DIRECTIONS:
1. In the Carl Paivio passage, rewrite the part starting with "Carl Paivio (born" and going on through "president William McKinley.", replacing "radical newspaper" with "radical periodical".
2. Proceed with the Carl Paivio biography, picking up right after its last sentence.

** Opening SOURCE EXTRACT block **

Finnish-American anarchist (1893–1952)

Carl Paivio (born Karl Einar Päiviö; 23 November 1893 - April 1952) was a Finnish American labor activist and anarchist. He became known in 1919 during the First Red Scare as Paivio and his fellow anarchist Gust Alonen were convicted of "criminal anarchy" for writing in a radical newspaper. Paivio and Alonen were the first activists convicted in the State of New York for violating the Criminal Anarchy law, although it was passed already in 1902 right after the assassination of the president William McKinley.

== Life ==
Paivio was born in Töysä, and emigrated to the United States as an illegal immigrant at the age of 22. He sailed from Finland via Australia as a crew member of a Finnish merchant ship and boarded Seattle in the fall of 1915. December 1917 Paivio moved to New York City and joined the syndicalist trade union Industrial Workers of the World. He was a member of the Finnish IWW local in the Bronx. It was known as a radical splinter group within the IWW, opposing all centralized power or centralized organization. The group was publishing a Finnish language anarchist paper called Luokkataistelu (The Class Struggle), Paivio was the editor and Gust Alonen worked as the co-editor.

** Closing SOURCE EXTRACT block **
** Opening SUPPLIED ENTRIES block **

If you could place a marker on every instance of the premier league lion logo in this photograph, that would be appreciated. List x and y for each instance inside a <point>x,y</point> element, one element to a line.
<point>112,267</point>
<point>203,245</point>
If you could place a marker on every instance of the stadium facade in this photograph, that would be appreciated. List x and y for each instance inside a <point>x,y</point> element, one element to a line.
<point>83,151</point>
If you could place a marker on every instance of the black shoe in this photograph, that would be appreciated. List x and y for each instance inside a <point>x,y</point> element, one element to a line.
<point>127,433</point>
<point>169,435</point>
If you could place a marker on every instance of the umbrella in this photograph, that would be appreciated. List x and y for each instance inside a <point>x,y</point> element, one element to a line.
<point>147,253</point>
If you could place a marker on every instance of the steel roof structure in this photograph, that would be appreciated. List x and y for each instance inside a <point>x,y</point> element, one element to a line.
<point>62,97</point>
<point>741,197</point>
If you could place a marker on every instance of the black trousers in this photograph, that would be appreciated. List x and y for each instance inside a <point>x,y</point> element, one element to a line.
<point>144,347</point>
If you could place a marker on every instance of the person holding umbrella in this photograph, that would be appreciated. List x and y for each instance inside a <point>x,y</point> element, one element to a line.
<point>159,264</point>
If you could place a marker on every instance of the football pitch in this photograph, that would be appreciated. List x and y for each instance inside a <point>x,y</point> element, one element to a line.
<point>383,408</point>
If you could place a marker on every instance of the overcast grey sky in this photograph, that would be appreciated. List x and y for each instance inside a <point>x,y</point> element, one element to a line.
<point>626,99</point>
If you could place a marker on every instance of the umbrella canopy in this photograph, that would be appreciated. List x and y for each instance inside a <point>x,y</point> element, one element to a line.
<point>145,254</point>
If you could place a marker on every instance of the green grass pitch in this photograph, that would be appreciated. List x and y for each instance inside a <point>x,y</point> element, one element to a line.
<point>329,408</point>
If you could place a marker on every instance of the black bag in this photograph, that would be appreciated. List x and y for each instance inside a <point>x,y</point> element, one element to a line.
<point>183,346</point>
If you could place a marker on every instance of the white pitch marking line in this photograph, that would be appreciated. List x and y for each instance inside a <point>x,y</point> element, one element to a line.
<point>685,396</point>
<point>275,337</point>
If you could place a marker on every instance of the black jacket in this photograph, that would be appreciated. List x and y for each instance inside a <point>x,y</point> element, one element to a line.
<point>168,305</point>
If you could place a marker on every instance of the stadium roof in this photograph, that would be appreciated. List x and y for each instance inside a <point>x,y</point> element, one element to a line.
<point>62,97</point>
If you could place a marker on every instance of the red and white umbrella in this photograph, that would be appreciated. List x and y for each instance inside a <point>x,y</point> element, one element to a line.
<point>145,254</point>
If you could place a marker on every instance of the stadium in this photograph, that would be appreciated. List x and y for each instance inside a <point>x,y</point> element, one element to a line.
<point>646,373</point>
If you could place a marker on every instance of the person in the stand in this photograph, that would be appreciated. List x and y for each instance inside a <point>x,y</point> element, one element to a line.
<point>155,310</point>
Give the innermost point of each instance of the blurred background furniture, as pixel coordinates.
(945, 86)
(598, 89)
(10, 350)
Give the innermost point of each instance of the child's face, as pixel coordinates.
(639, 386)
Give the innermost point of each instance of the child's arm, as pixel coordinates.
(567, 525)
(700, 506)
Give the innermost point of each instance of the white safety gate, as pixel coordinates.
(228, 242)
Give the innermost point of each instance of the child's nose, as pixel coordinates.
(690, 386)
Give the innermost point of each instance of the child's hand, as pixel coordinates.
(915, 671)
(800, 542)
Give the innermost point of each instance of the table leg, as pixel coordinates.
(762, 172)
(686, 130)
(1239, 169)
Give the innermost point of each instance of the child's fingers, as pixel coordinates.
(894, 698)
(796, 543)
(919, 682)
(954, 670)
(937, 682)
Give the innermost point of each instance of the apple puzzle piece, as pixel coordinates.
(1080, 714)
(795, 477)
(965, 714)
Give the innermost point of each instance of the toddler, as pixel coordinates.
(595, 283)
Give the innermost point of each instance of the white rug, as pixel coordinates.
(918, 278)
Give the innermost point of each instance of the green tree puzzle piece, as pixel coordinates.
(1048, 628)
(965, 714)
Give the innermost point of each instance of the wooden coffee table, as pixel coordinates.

** Closing SUPPLIED ENTRIES block **

ANSWERS FOR THIS EXERCISE:
1.
Carl Paivio (born Karl Einar Päiviö; 23 November 1893 - April 1952) was a Finnish American labor activist and anarchist. He became known in 1919 during the First Red Scare as Paivio and his fellow anarchist Gust Alonen were convicted of "criminal anarchy" for writing in a radical periodical. Paivio and Alonen were the first activists convicted in the State of New York for violating the Criminal Anarchy law, although it was passed already in 1902 right after the assassination of the president William McKinley.

2.
The Lusk Committee raided the IWW Manhattan headquarters on 21 June 1919 and found several copies of the Luokkataistelu paper. The committee was interested on the article ″The Activity of the Rioting Masses″ published in the March edition. Content of this article finally brought Paivio and Alonen the charges of criminal anarchy. The article included the often quoted lines:
A rioting mob is the one and only possible means for organizing a fight in these last open and decisive blood-battles between the capitalists and the working classes. To Hell with the teachings of peaceful revolution. The bloody seizure of power by the working classes is the only possible way, because as long as our enemy is able to raise even one sword a bloodless fight is a day dream.

Paivio and Alonen were arrested in August and the trial started on 6 October. On 28 October 1919 Supreme Court Justice Bartow S. Weeks sentenced them to prison terms of from four to eight years for "criminal anarchy". The court also called for the deportation of Paivio and Alonen when their sentences expired, but it was never executed.

Carl Paivio was released from Clinton Prison in 1923. He continued his activities in several leftist organizations, but according to the autobiography of Elizabeth Gurley Flynn Paivio later moved from anarchism towards communism. He became the national secretary of the Communist Party affiliated Finnish America Mutual Aid Society and was also employed by the International Workers Order. Through the 1930s and 1940s Paivio was a prominent leftist political organizer, lecturer and instructor. During the Second Red Scare led by United States Senator Joseph McCarthy Paivio was held for deportation under the McCarran–Walter Act and kept on Ellis Island, but he died there before he was deported to Finland.